## WORK REQUEST
Retype all of the records shown beneath this task, exactly as they stand.

Items from a data source:

________

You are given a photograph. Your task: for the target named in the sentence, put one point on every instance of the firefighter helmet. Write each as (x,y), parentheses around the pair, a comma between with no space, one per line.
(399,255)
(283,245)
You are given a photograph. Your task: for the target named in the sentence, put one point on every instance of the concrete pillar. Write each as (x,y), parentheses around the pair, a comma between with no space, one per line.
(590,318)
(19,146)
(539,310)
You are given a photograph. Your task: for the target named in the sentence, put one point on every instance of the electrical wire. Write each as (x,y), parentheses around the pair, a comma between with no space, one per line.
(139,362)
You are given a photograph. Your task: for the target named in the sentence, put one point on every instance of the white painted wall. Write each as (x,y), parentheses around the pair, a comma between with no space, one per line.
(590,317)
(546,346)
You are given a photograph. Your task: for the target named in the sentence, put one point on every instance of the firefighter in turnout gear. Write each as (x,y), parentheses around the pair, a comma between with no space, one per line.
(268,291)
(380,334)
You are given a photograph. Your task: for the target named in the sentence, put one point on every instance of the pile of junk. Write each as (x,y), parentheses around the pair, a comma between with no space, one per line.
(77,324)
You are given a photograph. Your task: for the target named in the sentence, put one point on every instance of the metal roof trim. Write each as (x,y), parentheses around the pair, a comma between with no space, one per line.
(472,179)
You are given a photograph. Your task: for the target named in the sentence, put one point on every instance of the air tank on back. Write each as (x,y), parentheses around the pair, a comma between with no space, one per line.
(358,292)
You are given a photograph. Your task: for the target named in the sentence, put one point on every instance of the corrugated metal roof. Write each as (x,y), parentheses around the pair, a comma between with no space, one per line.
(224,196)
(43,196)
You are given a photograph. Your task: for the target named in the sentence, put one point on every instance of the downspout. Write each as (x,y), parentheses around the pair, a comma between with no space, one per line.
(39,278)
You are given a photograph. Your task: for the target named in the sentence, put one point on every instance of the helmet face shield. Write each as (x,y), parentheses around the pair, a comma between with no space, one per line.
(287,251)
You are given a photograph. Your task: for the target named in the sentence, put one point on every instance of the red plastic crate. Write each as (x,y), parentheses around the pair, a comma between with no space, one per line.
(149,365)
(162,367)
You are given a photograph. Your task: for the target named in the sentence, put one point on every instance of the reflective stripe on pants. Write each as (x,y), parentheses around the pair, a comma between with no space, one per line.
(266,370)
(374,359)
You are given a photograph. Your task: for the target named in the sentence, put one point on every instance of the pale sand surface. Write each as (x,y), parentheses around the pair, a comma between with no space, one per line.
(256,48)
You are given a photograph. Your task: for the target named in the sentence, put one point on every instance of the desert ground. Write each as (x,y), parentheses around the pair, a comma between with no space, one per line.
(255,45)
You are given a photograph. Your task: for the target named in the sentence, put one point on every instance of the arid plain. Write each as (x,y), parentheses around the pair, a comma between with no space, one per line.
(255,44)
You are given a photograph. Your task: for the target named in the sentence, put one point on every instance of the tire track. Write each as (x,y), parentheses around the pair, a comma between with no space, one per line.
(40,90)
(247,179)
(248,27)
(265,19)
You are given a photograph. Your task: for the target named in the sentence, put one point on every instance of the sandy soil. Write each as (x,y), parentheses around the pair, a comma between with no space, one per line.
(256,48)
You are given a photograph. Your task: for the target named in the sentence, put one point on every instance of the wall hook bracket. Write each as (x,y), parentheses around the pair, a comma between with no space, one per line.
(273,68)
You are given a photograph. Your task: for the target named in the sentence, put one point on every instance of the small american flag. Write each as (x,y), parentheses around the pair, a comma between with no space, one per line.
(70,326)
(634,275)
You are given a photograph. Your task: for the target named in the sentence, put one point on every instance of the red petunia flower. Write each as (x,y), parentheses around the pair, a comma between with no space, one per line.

________

## SOLUTION
You are given a photograph. Your task: for the target named in the sentence, put one point on every instance of the firefighter helmet. Write each as (x,y), parentheses around the pair, a comma between with no space, one per line.
(399,255)
(283,245)
You are given a photograph. Your task: for the target named in the sentence, put one point on every instance of the concrete pillar. Write each as (x,y), parentheses around the pair, a comma between with no space, one per line.
(590,318)
(19,146)
(539,310)
You are given a photograph. Your task: for the target named in the sentence, put one point on every instance of the electrical wire. Write each as (x,y), parentheses around the pair, a comma between with no space, one per line.
(139,362)
You are given a photograph. Your task: for the target named in the sentence, put one point on every instance of the white painted wall. Write each as (x,y), parentheses around the pair, a comma between with no space, one per line.
(590,317)
(546,346)
You are given a photograph. Your task: for the target named in the sentence, put one point on every instance of the firefighter in turnout gear. Write each as (x,y), parentheses around the pair, a comma between with no space, one per line.
(268,291)
(380,334)
You are given a photograph. Your task: for the target named in the sentence, put one point on every instance of the pile of junk. Write each as (x,y), parentheses around the pair, a comma between with no space, one per line.
(77,324)
You are given a photograph. Your task: for the target named in the sentence, put one point on every instance of the metal roof trim. Write each as (x,y), parentheses around the pair, a comma between with no space, one per line.
(472,179)
You are given a photograph. Your task: for the target named in the sentence, put one point on every instance of the air tank on back. Write each as (x,y), parentheses around the pair, a comma between with no space, one per line.
(358,292)
You are given a photograph. Your task: for the target named in the sentence, put one point on every instance of the corrugated metal roof. Write each as (x,y), parentheses around the pair, a comma between with no space, one per line.
(224,196)
(43,196)
You are given a photograph. Your task: for the target named in the sentence, put one point on every instance of the downspout. Write each as (x,y), parentheses around the pair, a comma between with no space, one per line.
(39,278)
You are given a photograph. Your task: for the target named in the sentence, put one point on every instance of the helmet face shield. Write each as (x,y), parentheses around the pair, a comma between with no space, one per line.
(287,251)
You are given a photograph. Your task: for the target named in the sentence, put one point on every instance of the red plastic crate. Write each as (x,y), parentheses around the pair, a comma between with no space, one per line.
(149,365)
(162,367)
You are given a photograph. Your task: for the target named in the sentence, put one point on every instance of the reflective stripe on pants. Write each as (x,y), parentheses around the pair, a comma between with no space, one per line.
(266,370)
(374,359)
You are given a photograph. Your task: for the target named in the sentence, put one point on every instance of the pale sand surface. Write each as (x,y), parentheses around the pair, a comma between with no space, one per line.
(256,48)
You are given a photograph. Your task: for the target named in the sentence, put one point on every instance of the desert ground. Write each as (x,y), parentheses around the pair, a comma between with no space, one per line.
(255,45)
You are given a photograph. Your task: for the target named in the sentence, put one point on every instance of the arid plain. Write each as (x,y), parentheses around the pair, a comma between with no space, one per line.
(255,44)
You are given a photograph. Your task: for the target named in the sentence, put one point on every instance of the tire track. Write each as (x,y), parentheses around the pair, a comma between with no space, one per line.
(40,90)
(247,179)
(248,27)
(265,19)
You are given a photograph. Your task: for the target named in the sentence, put one point on every instance of the sandy soil. Write each as (x,y), parentheses around the pair, a comma between with no space, one per line.
(256,48)
You are given a photograph. Your task: for the target named in the sentence, put one point on every instance of the wall hook bracket. Write each as (x,y), parentheses around the pair, a comma between with no space, one per line.
(273,68)
You are given a photograph. Your task: for the target named in the sentence, put one point on every instance of the small american flag. Write each as (x,y), parentheses around the pair, a comma between with no space, one per line.
(70,326)
(634,275)
You are given a photograph. Your task: for the target named in the sentence, put one point on every instance of the red petunia flower. Write each as (x,y), parentheses around the pair, a comma between with no space, one per line.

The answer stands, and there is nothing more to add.